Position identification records
###
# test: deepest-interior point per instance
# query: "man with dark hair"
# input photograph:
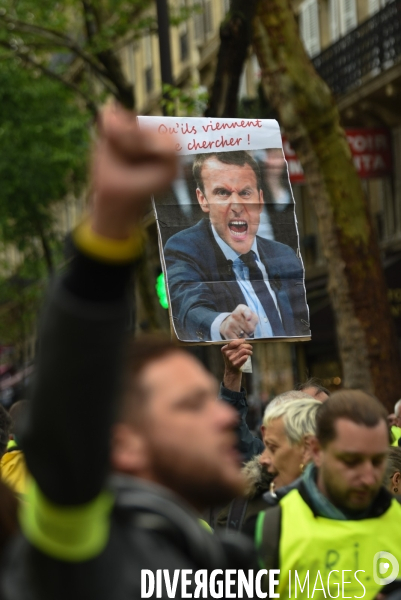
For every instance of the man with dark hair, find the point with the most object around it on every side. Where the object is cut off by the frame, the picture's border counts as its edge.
(226, 282)
(335, 527)
(172, 445)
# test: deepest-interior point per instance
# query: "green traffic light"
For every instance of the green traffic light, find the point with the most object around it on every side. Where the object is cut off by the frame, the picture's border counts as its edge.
(161, 290)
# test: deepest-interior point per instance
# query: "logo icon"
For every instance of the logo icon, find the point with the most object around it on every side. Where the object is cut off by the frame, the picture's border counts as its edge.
(381, 565)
###
WRITTEN TASK: Reproduce all of the material above verbatim, line for line, omitting the pictures.

ANSWER TO THE TASK:
# test: deepest-interior point per instance
# query: "man with dark hair"
# input photograph:
For every instance of the man with dark hair, find the point with the most object around it on every side. Where the object is cut off by the frame, the picture's border counts as its edge.
(226, 282)
(335, 527)
(172, 445)
# test: deepest-interior point per instance
# query: "green traffic light"
For every instance of the green traffic light, find the point with the most object around it on every side. Where the object is cut off by the frame, the picture's border counts as its edge.
(161, 290)
# test: deepest-interior point per instance
# query: "logo icon"
For every instance of the logo icon, find the point with the most object around it on every side. Where the object is cut off by the frame, the picture's border counts as its edge.
(381, 565)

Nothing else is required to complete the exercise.